━━ ENTRIES PROVIDED

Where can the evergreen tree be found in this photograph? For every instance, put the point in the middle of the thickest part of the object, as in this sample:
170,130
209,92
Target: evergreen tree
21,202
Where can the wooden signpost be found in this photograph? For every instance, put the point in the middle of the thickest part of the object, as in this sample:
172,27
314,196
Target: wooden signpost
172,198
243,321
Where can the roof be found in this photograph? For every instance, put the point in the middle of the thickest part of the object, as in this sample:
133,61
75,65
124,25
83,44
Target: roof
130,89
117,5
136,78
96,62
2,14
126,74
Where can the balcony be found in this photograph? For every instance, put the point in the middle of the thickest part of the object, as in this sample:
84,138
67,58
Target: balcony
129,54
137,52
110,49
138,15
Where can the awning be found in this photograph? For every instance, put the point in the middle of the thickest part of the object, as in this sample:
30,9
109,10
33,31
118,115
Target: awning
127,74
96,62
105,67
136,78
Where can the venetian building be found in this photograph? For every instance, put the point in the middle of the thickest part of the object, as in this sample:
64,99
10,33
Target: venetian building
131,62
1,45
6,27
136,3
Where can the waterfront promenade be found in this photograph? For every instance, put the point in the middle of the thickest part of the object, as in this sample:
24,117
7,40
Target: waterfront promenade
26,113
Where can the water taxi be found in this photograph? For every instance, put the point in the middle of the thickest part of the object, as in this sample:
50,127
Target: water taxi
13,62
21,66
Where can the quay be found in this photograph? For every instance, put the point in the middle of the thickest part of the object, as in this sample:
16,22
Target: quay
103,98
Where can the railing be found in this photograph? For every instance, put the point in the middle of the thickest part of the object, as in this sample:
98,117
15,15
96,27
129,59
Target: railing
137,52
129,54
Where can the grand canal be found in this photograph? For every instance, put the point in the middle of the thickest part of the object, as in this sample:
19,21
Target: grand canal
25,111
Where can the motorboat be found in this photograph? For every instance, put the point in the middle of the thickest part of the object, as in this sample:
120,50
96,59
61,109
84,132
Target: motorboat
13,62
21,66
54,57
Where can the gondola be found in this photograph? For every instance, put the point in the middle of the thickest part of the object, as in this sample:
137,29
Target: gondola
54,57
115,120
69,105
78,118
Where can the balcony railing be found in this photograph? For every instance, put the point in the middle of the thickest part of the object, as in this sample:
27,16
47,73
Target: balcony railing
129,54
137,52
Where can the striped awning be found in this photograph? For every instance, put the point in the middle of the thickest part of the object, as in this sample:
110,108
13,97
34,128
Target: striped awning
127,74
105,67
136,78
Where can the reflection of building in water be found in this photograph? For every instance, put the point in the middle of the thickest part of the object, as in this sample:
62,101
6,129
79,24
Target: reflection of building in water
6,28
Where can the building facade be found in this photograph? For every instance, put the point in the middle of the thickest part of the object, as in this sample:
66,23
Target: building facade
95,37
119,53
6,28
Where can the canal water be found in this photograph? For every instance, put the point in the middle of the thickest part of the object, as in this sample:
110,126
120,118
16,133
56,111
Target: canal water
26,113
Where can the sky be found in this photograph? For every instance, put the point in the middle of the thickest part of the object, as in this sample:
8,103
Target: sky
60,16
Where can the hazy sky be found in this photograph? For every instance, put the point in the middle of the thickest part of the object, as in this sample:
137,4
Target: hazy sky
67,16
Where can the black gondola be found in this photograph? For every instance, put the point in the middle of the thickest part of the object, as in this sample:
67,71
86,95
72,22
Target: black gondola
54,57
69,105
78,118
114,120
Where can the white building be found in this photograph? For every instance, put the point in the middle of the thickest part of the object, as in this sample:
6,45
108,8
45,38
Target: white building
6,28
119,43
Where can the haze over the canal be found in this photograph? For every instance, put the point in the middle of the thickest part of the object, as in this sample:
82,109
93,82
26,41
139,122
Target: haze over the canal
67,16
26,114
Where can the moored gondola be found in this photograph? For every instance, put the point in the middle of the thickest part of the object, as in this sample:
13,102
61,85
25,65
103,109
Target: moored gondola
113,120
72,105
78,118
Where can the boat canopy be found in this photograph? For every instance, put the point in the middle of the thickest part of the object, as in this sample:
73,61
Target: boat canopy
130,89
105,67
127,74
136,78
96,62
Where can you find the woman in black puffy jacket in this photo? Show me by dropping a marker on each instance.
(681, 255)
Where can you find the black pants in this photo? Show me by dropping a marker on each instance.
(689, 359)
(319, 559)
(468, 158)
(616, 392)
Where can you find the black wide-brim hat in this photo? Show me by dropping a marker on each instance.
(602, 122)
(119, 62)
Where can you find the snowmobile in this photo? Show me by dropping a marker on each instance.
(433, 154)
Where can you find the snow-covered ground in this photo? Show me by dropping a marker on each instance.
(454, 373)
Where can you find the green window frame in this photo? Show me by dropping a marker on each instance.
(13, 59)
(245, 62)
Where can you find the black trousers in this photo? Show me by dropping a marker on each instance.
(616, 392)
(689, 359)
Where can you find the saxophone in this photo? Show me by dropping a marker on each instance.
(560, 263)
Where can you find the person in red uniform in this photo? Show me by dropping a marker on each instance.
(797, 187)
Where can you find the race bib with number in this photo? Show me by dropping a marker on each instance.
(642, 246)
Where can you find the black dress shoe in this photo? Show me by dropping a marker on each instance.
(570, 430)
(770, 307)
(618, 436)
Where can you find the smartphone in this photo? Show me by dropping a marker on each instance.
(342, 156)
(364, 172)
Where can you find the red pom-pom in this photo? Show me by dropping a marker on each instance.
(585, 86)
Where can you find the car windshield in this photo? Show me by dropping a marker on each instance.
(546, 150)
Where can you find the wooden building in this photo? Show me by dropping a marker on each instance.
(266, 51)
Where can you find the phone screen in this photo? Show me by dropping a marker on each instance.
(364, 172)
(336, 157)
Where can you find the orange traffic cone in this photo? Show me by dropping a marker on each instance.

━━━━

** TASK DETAILS **
Could you restate every record above word for word?

** COMPLETED TASK **
Where can the evergreen tree be found in this photograph? For every instance, put the point in the middle of the thickest part of the object, as in this sample:
170,130
209,92
Target: evergreen tree
21,202
Where can the wooden signpost be found in this photograph? For every instance, put the point in the middle of the thickest part of the object, as in this sample:
172,27
314,196
Target: wooden signpost
172,198
243,321
Where can the roof be found in this photograph? For every instance, put the point in the middle of the thickest part of the object, as in this sample:
133,61
75,65
124,25
83,44
Target: roof
130,89
117,5
136,78
96,62
2,14
126,74
Where can the balcony be found in this photograph? For every instance, put the point in the middle of the thickest part of the object, as in this sample:
84,138
67,58
Target: balcony
129,54
137,52
110,49
138,15
Where can the awning be found in this photograph? For every instance, put the point in the middle of the thickest part of the object, as in this sample:
30,9
109,10
33,31
118,115
Target: awning
127,74
96,62
105,67
136,78
Where can the venetian building be found in this photograph? For every instance, put the point in the middle of the thickest part of the object, as in this sample:
64,99
10,33
Target: venetian building
131,62
1,45
6,27
136,3
Where can the waterfront promenade be found in this photograph? For every instance, put the point in the middle of the thickest part of the object, as in this sample:
24,117
7,40
Target: waterfront promenade
26,113
Where can the water taxi be found in this photograph? For every instance, put the point in the middle of the thickest part of the object, as in this sample:
50,127
Target: water taxi
13,62
21,66
Where can the quay be found in this photograph? For every instance, put the point in the middle of the thickest part of the object, as in this sample:
16,22
Target: quay
103,98
Where can the railing be found in this photograph? For every instance, put the point in the middle of the thickest part of the object, as in this sample:
98,117
15,15
96,27
129,59
Target: railing
137,52
129,54
Where can the grand canal be found in this photograph? For every instance, put the point in the middle of the thickest part of the object, as in this sample:
19,21
Target: grand canal
25,111
Where can the motorboat be found in this photograph? For every instance, put the point in the middle of the thickest part of the object, as in this sample:
120,50
96,59
61,109
84,132
Target: motorboat
13,62
21,66
54,57
Where can the gondola be found in this photograph? For every instance, put the point in the middle of the thickest part of the object, as in this sample:
137,29
Target: gondola
54,57
115,120
69,105
78,118
Where can the balcony railing be found in this photograph? For every instance, put the point in the middle of the thickest part of the object, as in this sample:
27,16
47,73
Target: balcony railing
129,54
137,52
Where can the striped awning be found in this photograph? For every instance, put the point in the middle of the thickest part of the object, as in this sample:
110,108
13,97
34,128
Target: striped awning
127,74
105,67
136,78
Where can the reflection of building in water be found in this photograph? For every instance, put the point in the middle of the thickest part of the object, as in this sample:
62,101
6,129
79,24
Target: reflection of building in water
6,28
Where can the building facade be found in this photograph? For every instance, put the point in the middle of the thickest part of the object, as in this sample:
66,23
Target: building facade
95,37
119,53
6,28
Where can the canal water be found in this photograph? For every instance, put the point in the middle of the thickest part of the object, as in this sample:
110,126
120,118
16,133
56,111
Target: canal water
26,113
Where can the sky be found in this photograph? For every instance, put the point in the middle of the thickest part of the object, as in this sample:
8,103
Target: sky
60,16
Where can the hazy sky be found in this photograph? For every instance, put the point in the middle of the thickest part of the object, as in this sample:
137,4
Target: hazy sky
67,16
Where can the black gondola be found in this photograph? For every instance, put the point in the middle of the thickest part of the object, as in this sample:
67,71
86,95
72,22
Target: black gondola
54,57
69,105
78,118
114,120
Where can the white building be found in this photograph? For every instance, put the point in the middle of the thickest part of the object, as in this sample:
6,45
108,8
45,38
Target: white building
6,28
119,43
Where can the haze over the canal be found in this photograph? For every instance, put the point in the middle of the thickest part of the object, as in this sample:
82,109
93,82
26,41
139,122
Target: haze over the canal
67,16
26,114
Where can the moored gondola be found in this photograph? For every instance, put the point in the middle of the thickest part of the object, as in this sample:
13,102
61,85
25,65
103,109
Target: moored gondola
113,120
72,105
78,118
Where can the boat canopy be found in this photograph? For every instance, put the point in the middle of the thickest part of the object, as in this sample:
73,61
Target: boat canopy
130,89
105,67
127,74
136,78
96,62
Where can you find the woman in black puffy jacket in this photo? Show me by dropping a marker on each instance.
(681, 255)
Where can you find the black pants in this photo? Show me by dropping a marker on each instance.
(689, 359)
(319, 559)
(468, 158)
(616, 392)
Where can you find the black wide-brim hat in this photo? Show me by dropping a marker on each instance.
(602, 122)
(119, 62)
Where can you find the snowmobile in this photo? Show me by dropping a marker on each instance.
(433, 154)
Where can you find the snow-covered ground in this photo? Show me by dropping a marker on each instance.
(454, 373)
Where can you find the green window frame in this photo? Show me by dropping a marker on each instance.
(13, 59)
(245, 62)
Where can you find the black trousers in this photo? Show me by dropping a marker on each instance.
(616, 392)
(689, 359)
Where can you find the saxophone in this photo? Show me by dropping a marker on each instance.
(560, 263)
Where can you find the person in red uniform in this photo? Show me by dropping a marker on each instance.
(797, 187)
Where can you find the race bib with number in this photo? Show me by dropping a marker on each instance.
(642, 246)
Where can you find the black dress shoe in this photo? Show me by dropping a marker on each instance.
(570, 430)
(770, 307)
(618, 436)
Where can you find the smartphone in this photo? Show me by dropping a marker on each instance.
(342, 156)
(364, 172)
Where can you find the red pom-pom in this photo? Show me by dropping a marker on each instance.
(585, 86)
Where can you find the car windshield in this photo? Show me by dropping a marker on each instance.
(546, 150)
Where can you find the wooden building in this photo? Show me by dropping a marker on each instance.
(266, 51)
Where can you find the phone screen in this photo? Show me by dropping a marker on each instance.
(364, 172)
(336, 157)
Where can you find the orange traffic cone in this photo? Show me by dropping a marker on each instance.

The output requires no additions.